INSTRUCTIONS FOR THE TASK – In the entries that follow, find the word "blue" and report each line it is on.

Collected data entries
-------------------------

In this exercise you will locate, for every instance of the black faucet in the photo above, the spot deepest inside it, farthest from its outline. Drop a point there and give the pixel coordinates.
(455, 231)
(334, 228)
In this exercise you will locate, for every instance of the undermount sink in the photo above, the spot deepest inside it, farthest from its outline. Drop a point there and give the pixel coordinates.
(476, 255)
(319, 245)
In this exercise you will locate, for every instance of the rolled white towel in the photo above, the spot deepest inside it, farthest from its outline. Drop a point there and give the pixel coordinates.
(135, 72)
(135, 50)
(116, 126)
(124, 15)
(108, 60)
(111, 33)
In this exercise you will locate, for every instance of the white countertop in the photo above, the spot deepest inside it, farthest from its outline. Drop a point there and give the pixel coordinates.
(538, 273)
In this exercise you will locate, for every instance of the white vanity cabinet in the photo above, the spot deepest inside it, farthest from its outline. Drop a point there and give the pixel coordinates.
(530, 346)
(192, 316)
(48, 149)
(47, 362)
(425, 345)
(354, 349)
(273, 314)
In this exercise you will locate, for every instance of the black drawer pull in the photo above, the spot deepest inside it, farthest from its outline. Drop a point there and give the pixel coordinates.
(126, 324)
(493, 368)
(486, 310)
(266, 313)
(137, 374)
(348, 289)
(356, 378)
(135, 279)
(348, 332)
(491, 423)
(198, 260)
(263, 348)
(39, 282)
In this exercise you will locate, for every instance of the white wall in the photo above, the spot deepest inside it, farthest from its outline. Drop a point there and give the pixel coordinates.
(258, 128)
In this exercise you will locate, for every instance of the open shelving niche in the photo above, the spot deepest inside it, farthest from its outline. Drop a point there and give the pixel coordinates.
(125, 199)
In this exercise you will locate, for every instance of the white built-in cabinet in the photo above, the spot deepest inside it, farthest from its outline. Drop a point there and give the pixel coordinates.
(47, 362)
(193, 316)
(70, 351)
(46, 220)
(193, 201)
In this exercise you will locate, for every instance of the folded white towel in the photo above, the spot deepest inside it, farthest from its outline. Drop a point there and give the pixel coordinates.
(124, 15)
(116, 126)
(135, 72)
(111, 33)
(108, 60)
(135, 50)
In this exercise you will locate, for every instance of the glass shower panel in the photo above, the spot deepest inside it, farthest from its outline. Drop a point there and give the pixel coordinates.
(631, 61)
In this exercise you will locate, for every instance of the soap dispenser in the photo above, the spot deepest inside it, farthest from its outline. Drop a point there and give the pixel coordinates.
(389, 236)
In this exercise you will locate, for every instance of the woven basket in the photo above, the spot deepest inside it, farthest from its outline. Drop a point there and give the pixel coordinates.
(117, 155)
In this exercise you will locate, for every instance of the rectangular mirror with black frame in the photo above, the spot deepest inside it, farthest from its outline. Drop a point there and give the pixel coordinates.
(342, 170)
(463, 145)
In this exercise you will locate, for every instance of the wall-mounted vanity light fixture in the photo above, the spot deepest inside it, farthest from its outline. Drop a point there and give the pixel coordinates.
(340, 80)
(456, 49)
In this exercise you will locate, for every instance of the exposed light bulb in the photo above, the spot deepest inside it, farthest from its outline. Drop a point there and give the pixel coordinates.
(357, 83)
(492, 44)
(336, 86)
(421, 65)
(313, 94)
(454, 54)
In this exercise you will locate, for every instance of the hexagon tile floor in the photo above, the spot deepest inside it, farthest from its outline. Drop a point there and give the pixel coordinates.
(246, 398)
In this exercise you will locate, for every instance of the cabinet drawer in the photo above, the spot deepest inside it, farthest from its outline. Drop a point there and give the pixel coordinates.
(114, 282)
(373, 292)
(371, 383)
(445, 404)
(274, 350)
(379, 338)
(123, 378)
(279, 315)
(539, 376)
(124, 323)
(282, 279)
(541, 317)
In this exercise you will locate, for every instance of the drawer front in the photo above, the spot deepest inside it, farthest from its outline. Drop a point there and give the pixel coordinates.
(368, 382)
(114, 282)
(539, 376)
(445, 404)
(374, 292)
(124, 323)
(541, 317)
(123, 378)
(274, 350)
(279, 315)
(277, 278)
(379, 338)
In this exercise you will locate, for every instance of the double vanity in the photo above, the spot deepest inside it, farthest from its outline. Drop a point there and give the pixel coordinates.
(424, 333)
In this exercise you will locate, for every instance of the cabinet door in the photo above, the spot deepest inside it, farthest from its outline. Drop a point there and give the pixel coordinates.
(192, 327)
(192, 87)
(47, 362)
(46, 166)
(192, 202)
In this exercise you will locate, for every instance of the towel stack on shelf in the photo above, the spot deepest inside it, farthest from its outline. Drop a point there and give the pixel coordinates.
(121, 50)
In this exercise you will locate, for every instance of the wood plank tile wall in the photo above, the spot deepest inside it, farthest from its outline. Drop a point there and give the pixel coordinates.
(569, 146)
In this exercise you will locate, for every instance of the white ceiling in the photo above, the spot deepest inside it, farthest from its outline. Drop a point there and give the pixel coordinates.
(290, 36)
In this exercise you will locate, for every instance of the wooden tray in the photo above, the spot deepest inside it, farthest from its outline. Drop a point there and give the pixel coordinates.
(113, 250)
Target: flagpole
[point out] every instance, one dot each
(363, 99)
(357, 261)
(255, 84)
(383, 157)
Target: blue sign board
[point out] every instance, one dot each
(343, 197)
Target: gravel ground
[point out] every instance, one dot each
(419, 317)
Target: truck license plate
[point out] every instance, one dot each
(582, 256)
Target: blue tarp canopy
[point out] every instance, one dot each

-------------------------

ANSWER BOX –
Target: blue sign board
Target: blue tarp canopy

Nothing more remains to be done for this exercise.